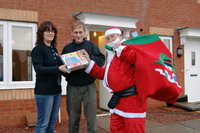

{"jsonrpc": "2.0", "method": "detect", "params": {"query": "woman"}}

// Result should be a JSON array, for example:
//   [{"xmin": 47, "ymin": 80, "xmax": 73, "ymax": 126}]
[{"xmin": 31, "ymin": 22, "xmax": 67, "ymax": 133}]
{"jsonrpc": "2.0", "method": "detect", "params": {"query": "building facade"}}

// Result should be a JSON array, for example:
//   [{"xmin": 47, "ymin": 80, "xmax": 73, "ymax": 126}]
[{"xmin": 0, "ymin": 0, "xmax": 200, "ymax": 126}]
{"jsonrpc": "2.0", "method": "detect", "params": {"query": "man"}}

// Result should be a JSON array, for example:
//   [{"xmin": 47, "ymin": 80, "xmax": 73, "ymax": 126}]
[
  {"xmin": 62, "ymin": 21, "xmax": 105, "ymax": 133},
  {"xmin": 83, "ymin": 27, "xmax": 147, "ymax": 133},
  {"xmin": 82, "ymin": 27, "xmax": 182, "ymax": 133}
]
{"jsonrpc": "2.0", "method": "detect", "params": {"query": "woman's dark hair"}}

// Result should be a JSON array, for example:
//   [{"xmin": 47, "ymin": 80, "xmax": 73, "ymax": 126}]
[{"xmin": 35, "ymin": 21, "xmax": 58, "ymax": 47}]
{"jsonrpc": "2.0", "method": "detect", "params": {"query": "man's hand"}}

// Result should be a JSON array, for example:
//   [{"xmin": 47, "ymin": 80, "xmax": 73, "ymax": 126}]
[
  {"xmin": 81, "ymin": 49, "xmax": 91, "ymax": 62},
  {"xmin": 59, "ymin": 65, "xmax": 70, "ymax": 73}
]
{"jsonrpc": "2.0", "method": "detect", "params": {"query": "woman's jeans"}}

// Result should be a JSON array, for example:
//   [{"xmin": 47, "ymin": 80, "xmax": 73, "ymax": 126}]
[{"xmin": 35, "ymin": 93, "xmax": 61, "ymax": 133}]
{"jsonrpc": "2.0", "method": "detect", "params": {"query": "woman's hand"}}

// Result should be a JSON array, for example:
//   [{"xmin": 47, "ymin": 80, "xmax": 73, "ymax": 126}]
[
  {"xmin": 81, "ymin": 49, "xmax": 91, "ymax": 62},
  {"xmin": 59, "ymin": 65, "xmax": 70, "ymax": 73},
  {"xmin": 113, "ymin": 41, "xmax": 121, "ymax": 51}
]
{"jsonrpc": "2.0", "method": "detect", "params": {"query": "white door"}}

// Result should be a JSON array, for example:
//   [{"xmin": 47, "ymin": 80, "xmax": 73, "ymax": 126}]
[{"xmin": 184, "ymin": 38, "xmax": 200, "ymax": 102}]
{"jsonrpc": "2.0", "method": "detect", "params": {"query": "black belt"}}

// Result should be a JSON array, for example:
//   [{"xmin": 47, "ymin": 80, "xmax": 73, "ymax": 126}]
[
  {"xmin": 114, "ymin": 86, "xmax": 137, "ymax": 98},
  {"xmin": 108, "ymin": 86, "xmax": 137, "ymax": 109}
]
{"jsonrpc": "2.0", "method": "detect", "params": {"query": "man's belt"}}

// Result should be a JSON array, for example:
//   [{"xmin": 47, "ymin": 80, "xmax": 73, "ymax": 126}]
[
  {"xmin": 108, "ymin": 86, "xmax": 137, "ymax": 109},
  {"xmin": 114, "ymin": 86, "xmax": 137, "ymax": 98}
]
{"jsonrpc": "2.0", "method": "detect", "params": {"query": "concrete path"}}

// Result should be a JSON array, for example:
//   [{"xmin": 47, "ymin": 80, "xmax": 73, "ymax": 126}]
[{"xmin": 97, "ymin": 114, "xmax": 200, "ymax": 133}]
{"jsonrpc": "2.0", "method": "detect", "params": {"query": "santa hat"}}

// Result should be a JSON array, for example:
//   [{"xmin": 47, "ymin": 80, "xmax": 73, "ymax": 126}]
[{"xmin": 105, "ymin": 27, "xmax": 122, "ymax": 37}]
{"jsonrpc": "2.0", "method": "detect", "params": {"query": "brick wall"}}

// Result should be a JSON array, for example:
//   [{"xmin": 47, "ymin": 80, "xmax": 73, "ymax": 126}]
[{"xmin": 0, "ymin": 0, "xmax": 200, "ymax": 125}]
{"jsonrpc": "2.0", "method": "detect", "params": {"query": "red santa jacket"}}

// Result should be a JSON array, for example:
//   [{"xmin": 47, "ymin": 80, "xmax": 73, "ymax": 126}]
[{"xmin": 86, "ymin": 46, "xmax": 147, "ymax": 118}]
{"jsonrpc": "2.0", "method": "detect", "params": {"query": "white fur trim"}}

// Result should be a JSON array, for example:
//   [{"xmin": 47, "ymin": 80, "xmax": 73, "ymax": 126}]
[
  {"xmin": 85, "ymin": 60, "xmax": 94, "ymax": 73},
  {"xmin": 103, "ymin": 63, "xmax": 113, "ymax": 92},
  {"xmin": 115, "ymin": 46, "xmax": 126, "ymax": 57},
  {"xmin": 110, "ymin": 108, "xmax": 146, "ymax": 118},
  {"xmin": 105, "ymin": 27, "xmax": 122, "ymax": 37}
]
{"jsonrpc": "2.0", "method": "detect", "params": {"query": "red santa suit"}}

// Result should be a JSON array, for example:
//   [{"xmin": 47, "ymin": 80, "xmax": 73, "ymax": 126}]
[{"xmin": 86, "ymin": 37, "xmax": 147, "ymax": 133}]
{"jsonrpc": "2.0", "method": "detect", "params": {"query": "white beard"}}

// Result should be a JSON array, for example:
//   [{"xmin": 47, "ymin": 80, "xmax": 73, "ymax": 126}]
[
  {"xmin": 106, "ymin": 50, "xmax": 115, "ymax": 64},
  {"xmin": 106, "ymin": 38, "xmax": 125, "ymax": 64}
]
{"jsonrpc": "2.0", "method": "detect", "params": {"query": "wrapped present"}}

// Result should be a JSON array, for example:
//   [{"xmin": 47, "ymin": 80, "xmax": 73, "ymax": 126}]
[{"xmin": 60, "ymin": 51, "xmax": 89, "ymax": 72}]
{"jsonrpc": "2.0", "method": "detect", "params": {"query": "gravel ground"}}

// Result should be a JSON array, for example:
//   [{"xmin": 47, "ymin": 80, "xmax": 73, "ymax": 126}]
[{"xmin": 0, "ymin": 107, "xmax": 200, "ymax": 133}]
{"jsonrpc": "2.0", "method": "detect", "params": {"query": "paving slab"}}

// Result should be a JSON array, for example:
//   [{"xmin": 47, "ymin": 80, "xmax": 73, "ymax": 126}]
[
  {"xmin": 179, "ymin": 119, "xmax": 200, "ymax": 132},
  {"xmin": 176, "ymin": 102, "xmax": 200, "ymax": 111},
  {"xmin": 97, "ymin": 114, "xmax": 200, "ymax": 133},
  {"xmin": 146, "ymin": 123, "xmax": 199, "ymax": 133}
]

__________________________________________________

* **SET EXERCISE**
Select each line of the rows above that contains the string "hand". Letter case must match.

* **CORRECT RESULT**
{"jsonrpc": "2.0", "method": "detect", "params": {"query": "man's hand"}}
{"jsonrpc": "2.0", "method": "detect", "params": {"query": "woman's hand"}}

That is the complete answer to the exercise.